Ynt: nasıl şii oldum
Artık yeni okulumda derslere başlamıştım kendimi sadece mutezile olarak tanıtmıyordum. İtikadda mutezile amelde şii olarak tanıtıyordum. Tam şii olmamıştım. Yolundaydım. Çünkü küçük gibi görünse de ellerimi bağlamadan namaz kıldıkça kalbim şiaya açılıyordu. Düşünüyordum sürekli neden şia doğru olmasın madem ki 4 mezhebe uymanın farz olduğuna dair bir delil yok ben bunu bildiğimden öğrenciliğimden beri mezheplere değil hadislere ve ayetlerden anladığıma uyuyordum o halde neden şiayı hiç incelemiyor doğruluğunu araştırmıyordum ki…
Hem buna muhtaçtım..
Çünkü iranın o çekiciliği cazibesi küçüklüğümden beri dünya sömürgecileri karşısındaki mazlum konumu ve de İslamı savunma iddiası her samimi insanın kalbinde bir yumuşama meydana getirmesi gerekirdi. Benim de doğal olarak hiç İslami iddiası olmayan devletlerle iranı bir tutamazdım. Hiçbir zaman İrancılık yaptığımı hissetmediğim halde okullarda İslami dava sahibi arkadaşlar sırf onlardan olmadığımız için bizi İrancılıkla suçlarlardı. Biz de İrancı olmadığımızı ispatlama kompleksine girip irandan kendimizi hep uzak tuttuk düşünce dünyasında ve şianın doğruluğunu hiç düşünemedik.
Ancak duygu dünyamda böyle değildi. İran devrim marşları öğrenciliğimizdeyken popüler parçalar olarak birbirimize duygularımızı aktardığımız sevgi bağlarıydı. Herkes dünyaya af edersiniz … bakan sanatçıların parçalarını moda olarak dinlerken biz devrim marşlarını dinlerdik. Devrimci olması önemliydi bu yüzden solcu olmasına rağmen Ahmet kayayı bile dinlerdik. Bir kasetim vardı 90’lık en güzel iran devrim marşlarını derlemiştim. Ancak postmodern darbenin oluşturduğu psikolojik baskı sırasında korktum ve kasetimi sakladım. Aradan 3 yıl geçince sakladığım yerde bulamadım
Sanki en değerli hazinemi yitirmiştim.

**Veri Satırları:**
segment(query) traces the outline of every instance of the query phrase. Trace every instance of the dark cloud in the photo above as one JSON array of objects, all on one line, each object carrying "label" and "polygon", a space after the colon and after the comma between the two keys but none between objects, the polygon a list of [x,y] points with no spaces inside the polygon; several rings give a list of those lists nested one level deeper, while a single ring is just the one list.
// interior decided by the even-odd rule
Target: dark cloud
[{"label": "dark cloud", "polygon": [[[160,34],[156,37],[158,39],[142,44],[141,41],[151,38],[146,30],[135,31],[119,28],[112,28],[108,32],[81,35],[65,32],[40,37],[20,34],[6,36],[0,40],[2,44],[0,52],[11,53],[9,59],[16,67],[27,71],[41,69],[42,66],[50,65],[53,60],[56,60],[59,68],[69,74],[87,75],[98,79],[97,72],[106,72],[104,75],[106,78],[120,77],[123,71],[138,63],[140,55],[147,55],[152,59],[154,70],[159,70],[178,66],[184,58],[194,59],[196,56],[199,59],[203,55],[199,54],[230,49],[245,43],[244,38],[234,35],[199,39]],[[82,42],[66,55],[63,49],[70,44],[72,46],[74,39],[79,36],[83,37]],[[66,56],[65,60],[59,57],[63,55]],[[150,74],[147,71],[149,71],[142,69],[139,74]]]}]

**Görev Listesi:**
1. Şii olma sürecini anlatan metne göre anlatıcı, yeni okulunda kendini itikad ve amel bakımından nasıl tanıtıyordu?
2. Şii olma sürecini anlatan metinden, "Ancak duygu dünyamda" sözcükleriyle açılıp "değerli hazinemi yitirmiştim." sözcükleriyle kapanan bölümü hiçbir değişiklik yapmadan kopyalayın.
3. Şii olma sürecini anlatan metni, son cümlesinden sonraki kısımdan başlayarak devam ettirin.

**Görev Yanıtları:**
1. İtikadda mutezile, amelde şii olarak tanıtıyordu.

2.
Ancak duygu dünyamda böyle değildi. İran devrim marşları öğrenciliğimizdeyken popüler parçalar olarak birbirimize duygularımızı aktardığımız sevgi bağlarıydı. Herkes dünyaya af edersiniz … bakan sanatçıların parçalarını moda olarak dinlerken biz devrim marşlarını dinlerdik. Devrimci olması önemliydi bu yüzden solcu olmasına rağmen Ahmet kayayı bile dinlerdik. Bir kasetim vardı 90’lık en güzel iran devrim marşlarını derlemiştim. Ancak postmodern darbenin oluşturduğu psikolojik baskı sırasında korktum ve kasetimi sakladım. Aradan 3 yıl geçince sakladığım yerde bulamadım
Sanki en değerli hazinemi yitirmiştim.

3.
Çocukluğumda duygu dolu bir parça vardı dinlediğim. Ne sözleri ezberimde ne anlamı sadece o ruh ve melodisi hala duygu dünyamda devrime devam ediyordu. Kanımda sıcacık dolaşıyor ve onu aramam gerektiğini sürekli bana belli ediyordu.
Bulmalıydım bu parçayı sanırım şehid beheşti ardından yazılmıştı ya eba Caferi… diye bir iki kelimesinden başka bir sözünü hatırlamam. Günlerce keseti geri alıp alıp sadece onu dinlediğim parçadan. Ama artık ondan uzaktım.
Tüm arkadaşlarımı aradım o zamanlarda onlar da seviyorlardı ama hiçbirinde kalmamış biri de dedi ben onları arşiv yaptım geri gelmediği için asla kimseye vermiyorum…
İnternetten aramaya karar verdim…
Arama sırasında Caferilik.comla karşılaştım. Kitaplar vardı… şiayla ilgili Şiiler tarafından yazılmış İranlıları yazmış olmalılardı….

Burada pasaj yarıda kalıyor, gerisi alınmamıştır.